Excerpts of pointing data:

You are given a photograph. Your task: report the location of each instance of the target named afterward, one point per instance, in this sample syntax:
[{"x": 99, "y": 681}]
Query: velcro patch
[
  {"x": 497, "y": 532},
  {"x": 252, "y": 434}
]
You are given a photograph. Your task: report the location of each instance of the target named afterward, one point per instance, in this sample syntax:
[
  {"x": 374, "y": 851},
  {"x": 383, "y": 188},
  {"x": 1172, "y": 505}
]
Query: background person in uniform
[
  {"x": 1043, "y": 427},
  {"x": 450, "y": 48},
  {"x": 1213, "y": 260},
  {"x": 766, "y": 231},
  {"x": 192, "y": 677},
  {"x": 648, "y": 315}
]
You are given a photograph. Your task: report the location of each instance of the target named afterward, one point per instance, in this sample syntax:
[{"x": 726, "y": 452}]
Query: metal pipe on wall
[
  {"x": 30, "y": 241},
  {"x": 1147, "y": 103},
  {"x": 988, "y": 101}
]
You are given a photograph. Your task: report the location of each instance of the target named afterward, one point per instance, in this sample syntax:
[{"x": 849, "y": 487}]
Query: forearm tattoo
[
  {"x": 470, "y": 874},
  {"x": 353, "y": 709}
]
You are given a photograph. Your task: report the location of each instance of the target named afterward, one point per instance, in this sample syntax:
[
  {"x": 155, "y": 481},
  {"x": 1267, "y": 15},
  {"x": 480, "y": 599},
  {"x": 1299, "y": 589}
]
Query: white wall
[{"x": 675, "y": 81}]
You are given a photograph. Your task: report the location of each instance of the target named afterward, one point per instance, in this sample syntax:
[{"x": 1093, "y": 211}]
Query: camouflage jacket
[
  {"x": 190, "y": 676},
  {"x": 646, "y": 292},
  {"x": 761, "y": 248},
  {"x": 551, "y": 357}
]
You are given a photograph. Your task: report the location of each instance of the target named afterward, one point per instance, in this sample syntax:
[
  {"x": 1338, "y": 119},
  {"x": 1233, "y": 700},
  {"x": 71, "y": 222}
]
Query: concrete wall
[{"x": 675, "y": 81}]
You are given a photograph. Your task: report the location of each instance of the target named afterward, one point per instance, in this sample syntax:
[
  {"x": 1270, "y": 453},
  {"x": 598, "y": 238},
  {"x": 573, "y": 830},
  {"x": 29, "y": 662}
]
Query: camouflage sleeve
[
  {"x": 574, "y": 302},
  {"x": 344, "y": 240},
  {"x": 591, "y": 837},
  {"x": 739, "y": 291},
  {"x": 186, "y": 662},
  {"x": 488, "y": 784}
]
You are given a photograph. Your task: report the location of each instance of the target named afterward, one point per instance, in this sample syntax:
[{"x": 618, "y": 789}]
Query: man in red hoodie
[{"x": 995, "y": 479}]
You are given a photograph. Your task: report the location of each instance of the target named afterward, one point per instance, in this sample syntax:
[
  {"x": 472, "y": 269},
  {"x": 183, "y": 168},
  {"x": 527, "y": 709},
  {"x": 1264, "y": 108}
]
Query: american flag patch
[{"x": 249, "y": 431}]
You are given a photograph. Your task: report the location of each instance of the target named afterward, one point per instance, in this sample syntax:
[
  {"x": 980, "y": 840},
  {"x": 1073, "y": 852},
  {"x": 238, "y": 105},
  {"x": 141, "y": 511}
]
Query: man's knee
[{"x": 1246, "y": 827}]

### Written task
Repeat each record exactly. Omit nothing.

### Written solution
You are given a photograph. Your task: report the location of each instance of the target named afterward, one point per instance, in this sample syntax:
[{"x": 99, "y": 681}]
Query: velcro patch
[
  {"x": 497, "y": 532},
  {"x": 252, "y": 434}
]
You are given a photograph. Your task: report the location of each instance of the target named afterward, one point per instance, in this sample syntax:
[
  {"x": 374, "y": 851},
  {"x": 383, "y": 188},
  {"x": 1172, "y": 505}
]
Query: background person in uniform
[
  {"x": 1043, "y": 427},
  {"x": 450, "y": 48},
  {"x": 1213, "y": 260},
  {"x": 766, "y": 231},
  {"x": 192, "y": 677},
  {"x": 648, "y": 315}
]
You are given a photograph. Your task: report the location of each instance of the target named afterward, one point per instance, in this sample syntax:
[{"x": 726, "y": 452}]
Query: metal pipe on wall
[
  {"x": 30, "y": 241},
  {"x": 1147, "y": 103},
  {"x": 988, "y": 101}
]
You are given a photograph. Your task: report the location of each instance of the target named afterward, one point per instance, in this sample syntax:
[{"x": 849, "y": 487}]
Query: forearm tattoo
[
  {"x": 470, "y": 874},
  {"x": 353, "y": 709}
]
You are given a photograph. Your task: report the location of each instance of the target named afterward, one point per instance, in this sample syntax:
[
  {"x": 155, "y": 481},
  {"x": 1267, "y": 15},
  {"x": 480, "y": 599},
  {"x": 1299, "y": 589}
]
Query: white wall
[{"x": 675, "y": 81}]
You are given a photograph. Your task: report the location of each instance of the target named afterward, one point per instance, in this sample syntax:
[{"x": 1093, "y": 211}]
Query: camouflage jacket
[
  {"x": 190, "y": 676},
  {"x": 646, "y": 292},
  {"x": 761, "y": 248},
  {"x": 551, "y": 357}
]
You are given a photograph. Your task: report the location of each instance of the target named afterward, one point per instance, in this sample syntax:
[
  {"x": 1338, "y": 119},
  {"x": 1233, "y": 700},
  {"x": 71, "y": 222}
]
Query: concrete wall
[{"x": 675, "y": 81}]
You are given a photograph. Your task: report the location of each instance of the target named afterward, one point per instance, in this sample syntax:
[
  {"x": 1270, "y": 453},
  {"x": 598, "y": 238},
  {"x": 573, "y": 830},
  {"x": 29, "y": 662}
]
Query: camouflage sleeve
[
  {"x": 574, "y": 302},
  {"x": 344, "y": 240},
  {"x": 591, "y": 837},
  {"x": 739, "y": 291},
  {"x": 186, "y": 662},
  {"x": 488, "y": 784}
]
You are given a photograph. Your task: report the location of each instance of the target named afterward, one point per instance, in this sample syntax:
[{"x": 618, "y": 789}]
Query: man in red hoodie
[{"x": 995, "y": 479}]
You are given a photograph. Your task: report the location of each instance of the target named afterward, one point per instance, in this sample syntax:
[
  {"x": 472, "y": 269},
  {"x": 183, "y": 168},
  {"x": 527, "y": 709},
  {"x": 1264, "y": 108}
]
Query: american flag patch
[{"x": 249, "y": 431}]
You are given a photograph. Your task: report the location of each instance of the target named afterward, one point per instance, in this sample syntax:
[
  {"x": 980, "y": 840},
  {"x": 1073, "y": 852},
  {"x": 238, "y": 105},
  {"x": 141, "y": 511}
]
Query: man's knee
[{"x": 1246, "y": 827}]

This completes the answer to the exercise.